# [To do]
Every entry below is to be copied exactly, with nothing left out.

# [Supplied entries]
- - -

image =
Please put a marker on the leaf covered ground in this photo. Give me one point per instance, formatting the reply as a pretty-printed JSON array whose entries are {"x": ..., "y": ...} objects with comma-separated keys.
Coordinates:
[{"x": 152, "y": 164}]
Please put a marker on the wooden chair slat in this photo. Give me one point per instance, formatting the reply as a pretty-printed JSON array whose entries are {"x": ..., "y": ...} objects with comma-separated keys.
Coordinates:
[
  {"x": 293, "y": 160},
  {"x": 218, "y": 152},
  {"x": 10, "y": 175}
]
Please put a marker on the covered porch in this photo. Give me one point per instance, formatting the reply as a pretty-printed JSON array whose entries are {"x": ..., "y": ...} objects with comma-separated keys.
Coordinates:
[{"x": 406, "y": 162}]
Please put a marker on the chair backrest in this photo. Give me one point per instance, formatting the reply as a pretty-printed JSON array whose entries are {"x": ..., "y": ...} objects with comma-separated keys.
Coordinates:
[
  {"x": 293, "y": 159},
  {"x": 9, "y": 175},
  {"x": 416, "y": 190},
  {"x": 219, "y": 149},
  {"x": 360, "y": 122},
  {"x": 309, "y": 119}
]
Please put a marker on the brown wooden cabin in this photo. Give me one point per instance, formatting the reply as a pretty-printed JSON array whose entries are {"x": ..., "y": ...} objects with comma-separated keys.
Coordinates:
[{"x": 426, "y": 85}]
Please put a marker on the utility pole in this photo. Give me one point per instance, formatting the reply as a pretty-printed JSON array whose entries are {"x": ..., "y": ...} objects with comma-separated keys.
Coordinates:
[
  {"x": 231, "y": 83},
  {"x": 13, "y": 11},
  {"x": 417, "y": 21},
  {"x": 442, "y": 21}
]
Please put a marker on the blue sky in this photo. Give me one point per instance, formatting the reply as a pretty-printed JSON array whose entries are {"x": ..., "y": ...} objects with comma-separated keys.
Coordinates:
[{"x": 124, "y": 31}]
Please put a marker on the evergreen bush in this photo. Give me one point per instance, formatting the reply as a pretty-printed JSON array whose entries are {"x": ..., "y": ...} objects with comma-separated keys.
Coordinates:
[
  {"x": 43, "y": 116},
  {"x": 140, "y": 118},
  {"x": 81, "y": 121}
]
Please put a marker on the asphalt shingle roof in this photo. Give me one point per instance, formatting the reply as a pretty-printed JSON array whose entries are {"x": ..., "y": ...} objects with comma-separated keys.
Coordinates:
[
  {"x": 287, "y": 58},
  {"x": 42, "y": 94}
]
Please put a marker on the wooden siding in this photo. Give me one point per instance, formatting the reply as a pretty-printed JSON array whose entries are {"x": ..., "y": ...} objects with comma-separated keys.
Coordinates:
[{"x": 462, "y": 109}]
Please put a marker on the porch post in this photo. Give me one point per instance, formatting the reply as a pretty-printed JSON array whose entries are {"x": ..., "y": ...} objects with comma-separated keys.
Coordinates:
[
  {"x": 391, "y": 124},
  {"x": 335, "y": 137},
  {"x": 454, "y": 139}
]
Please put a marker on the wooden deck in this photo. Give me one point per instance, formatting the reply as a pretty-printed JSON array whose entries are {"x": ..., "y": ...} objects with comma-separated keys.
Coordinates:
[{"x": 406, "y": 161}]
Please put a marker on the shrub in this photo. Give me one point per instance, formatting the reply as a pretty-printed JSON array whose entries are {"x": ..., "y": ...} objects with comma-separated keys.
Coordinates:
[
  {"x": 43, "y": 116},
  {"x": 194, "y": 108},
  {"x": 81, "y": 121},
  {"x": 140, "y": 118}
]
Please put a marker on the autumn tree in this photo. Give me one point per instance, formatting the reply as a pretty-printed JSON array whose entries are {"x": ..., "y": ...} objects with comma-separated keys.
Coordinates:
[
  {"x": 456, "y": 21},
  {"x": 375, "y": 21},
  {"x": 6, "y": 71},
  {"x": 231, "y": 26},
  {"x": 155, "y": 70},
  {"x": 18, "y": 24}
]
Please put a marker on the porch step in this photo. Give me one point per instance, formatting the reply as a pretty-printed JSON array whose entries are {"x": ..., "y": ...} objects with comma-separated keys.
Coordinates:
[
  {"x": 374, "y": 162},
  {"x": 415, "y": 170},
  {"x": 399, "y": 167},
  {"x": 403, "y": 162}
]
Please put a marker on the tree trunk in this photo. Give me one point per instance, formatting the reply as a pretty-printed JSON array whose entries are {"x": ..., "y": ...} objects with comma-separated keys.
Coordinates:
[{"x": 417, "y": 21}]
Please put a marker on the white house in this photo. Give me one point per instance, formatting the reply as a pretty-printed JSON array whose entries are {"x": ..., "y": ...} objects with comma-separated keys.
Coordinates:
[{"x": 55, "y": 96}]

- - -

# [Your solution]
image =
Please put a marker on the leaf covered ground in this photo. Give me one point per instance, formatting the reply as a pretty-printed JSON array whose entries are {"x": ..., "y": ...} objects with comma-separated keys.
Coordinates:
[{"x": 152, "y": 164}]
Please put a marker on the wooden chair slat in this photo. Give me one point per instance, formatting the reply as a pretty-printed JSON array whose entries are {"x": ..., "y": ...} objects with comma-separated keys.
Coordinates:
[
  {"x": 293, "y": 160},
  {"x": 218, "y": 152},
  {"x": 10, "y": 175}
]
Please put a marker on the covered porch in this photo. Give me one point per instance, formatting the reply as a pretty-printed JSON array whose entries are {"x": ..., "y": ...} objects with comma-separated keys.
Coordinates:
[{"x": 406, "y": 162}]
Please put a marker on the chair backrest in this photo. Give me one point per instance, formatting the reply as a pretty-printed JSON array whose entries are {"x": ..., "y": ...} objects with comma-separated keys.
Coordinates:
[
  {"x": 293, "y": 159},
  {"x": 9, "y": 175},
  {"x": 416, "y": 190},
  {"x": 219, "y": 149},
  {"x": 360, "y": 122},
  {"x": 309, "y": 119}
]
Please put a marker on the brown wooden cabin in this photo. Give me one point per instance, formatting the reply as a pretty-printed JSON array whose entries are {"x": ..., "y": ...} objects with comma-separated keys.
Coordinates:
[{"x": 426, "y": 85}]
Please put a marker on the utility pole in this photo. Give me one point per instance, formatting the reply as a pretty-printed JSON array whose entries are {"x": ..., "y": ...} objects with comma-separated keys.
Coordinates:
[
  {"x": 231, "y": 83},
  {"x": 13, "y": 11},
  {"x": 417, "y": 21},
  {"x": 442, "y": 21}
]
Please put a marker on the blue sky in this photo. Give me one point per instance, formatting the reply as a pretty-printed JSON array whose entries are {"x": ..., "y": ...} objects with comma-separated keys.
Coordinates:
[{"x": 124, "y": 31}]
Please put a marker on the evergreen bush in this photo. Give me one point per instance, formatting the reply as a pretty-printed JSON array whose entries are {"x": ..., "y": ...} objects with comma-separated keys.
Coordinates:
[
  {"x": 43, "y": 116},
  {"x": 140, "y": 118},
  {"x": 81, "y": 121}
]
Please put a marker on the asphalt shingle roof in this photo. Give me one point per instance, formatting the reply as a pretty-printed JSON array whose entries are {"x": ..., "y": ...} objects with comma-separated keys.
Coordinates:
[
  {"x": 287, "y": 58},
  {"x": 42, "y": 94}
]
Please put a marker on the wooden siding in this photo. Give me one point per instance, formatting the reply as a pretty-printed JSON array whose entries are {"x": ..., "y": ...} objects with comma-separated keys.
Coordinates:
[{"x": 462, "y": 109}]
Please put a marker on the porch post in this photo. Give me one point per instance, formatting the reply as a pretty-printed JSON array whose entries are {"x": ..., "y": ...} objects with comma-separated keys.
Coordinates:
[
  {"x": 391, "y": 124},
  {"x": 335, "y": 137},
  {"x": 454, "y": 139}
]
Please put a marker on the wooden deck in this photo. Give me one point per instance, formatting the reply as a pretty-printed JSON array whose entries are {"x": ..., "y": ...} objects with comma-separated keys.
Coordinates:
[{"x": 406, "y": 161}]
Please put a marker on the shrub in this photo. Give me one point per instance, formatting the reply as a pretty-printed JSON array whose entries are {"x": ..., "y": ...} objects with comma-separated keys.
Coordinates:
[
  {"x": 43, "y": 116},
  {"x": 194, "y": 108},
  {"x": 81, "y": 121},
  {"x": 140, "y": 118}
]
Please put a marker on the autumn tree in this photo. Give me one point per instance, formatting the reply as a pretty-printed JSON array whose entries are {"x": ..., "y": ...} objects with comma-separated keys.
Coordinates:
[
  {"x": 456, "y": 21},
  {"x": 375, "y": 21},
  {"x": 6, "y": 71},
  {"x": 231, "y": 26},
  {"x": 155, "y": 70},
  {"x": 18, "y": 24}
]
Please put a marker on the porch step in this photo. Give me one point per instance, formatting the reply as a pretty-printed JSON array whose entries are {"x": ..., "y": ...} objects with comma-separated keys.
Coordinates:
[
  {"x": 374, "y": 162},
  {"x": 415, "y": 170},
  {"x": 399, "y": 167},
  {"x": 403, "y": 162}
]
Please put a marker on the tree trunk in this photo. Give me one point per instance, formatting the reply as a pretty-printed JSON array whose entries are {"x": ..., "y": ...} objects with comma-separated keys.
Coordinates:
[{"x": 417, "y": 21}]
Please put a marker on the white house in this photo. Give me one point per instance, formatting the reply as a pretty-printed JSON array whose entries are {"x": ..., "y": ...} objects with comma-separated keys.
Coordinates:
[{"x": 55, "y": 96}]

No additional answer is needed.